* AIM OF THE TASK *
Rewrite the records starting at the line that contains "the player with" and ending at the line that contains "pixel 34 185", swapping "dark hair" for "black hair" and keeping everything else the same.

* EXTRACTED MATERIAL *
________

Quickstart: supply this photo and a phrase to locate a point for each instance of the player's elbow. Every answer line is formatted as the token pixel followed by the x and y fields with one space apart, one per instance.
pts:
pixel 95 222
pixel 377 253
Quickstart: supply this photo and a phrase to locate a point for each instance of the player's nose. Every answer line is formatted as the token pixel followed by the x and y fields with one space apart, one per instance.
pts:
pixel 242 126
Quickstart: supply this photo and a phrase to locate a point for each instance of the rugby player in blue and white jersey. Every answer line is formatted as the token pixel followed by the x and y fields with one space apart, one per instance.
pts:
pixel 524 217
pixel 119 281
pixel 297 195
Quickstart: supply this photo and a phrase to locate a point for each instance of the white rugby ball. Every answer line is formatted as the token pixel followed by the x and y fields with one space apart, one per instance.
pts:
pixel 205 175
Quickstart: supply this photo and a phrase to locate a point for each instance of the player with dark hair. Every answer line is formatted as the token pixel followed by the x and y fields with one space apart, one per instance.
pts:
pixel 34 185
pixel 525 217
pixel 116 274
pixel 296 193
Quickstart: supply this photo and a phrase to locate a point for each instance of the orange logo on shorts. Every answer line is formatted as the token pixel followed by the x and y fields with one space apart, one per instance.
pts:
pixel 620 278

________

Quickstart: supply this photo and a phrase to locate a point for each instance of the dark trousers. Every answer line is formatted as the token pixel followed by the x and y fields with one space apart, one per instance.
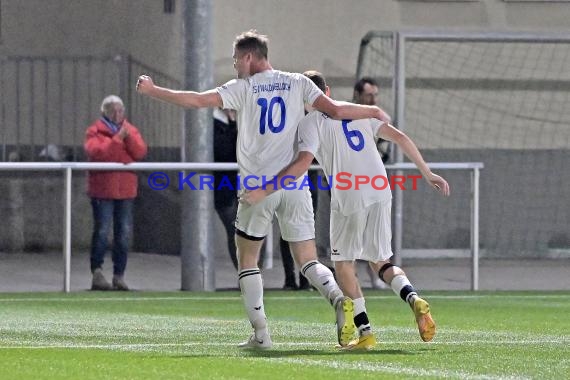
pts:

________

* SOLUTION *
Quickstart: supply this photo and a phrase to locate a point for each instance of the player with black hair. Every answer line is formatted as the token pixel followed by the x and y fields with one space apart, one per instance.
pts:
pixel 34 185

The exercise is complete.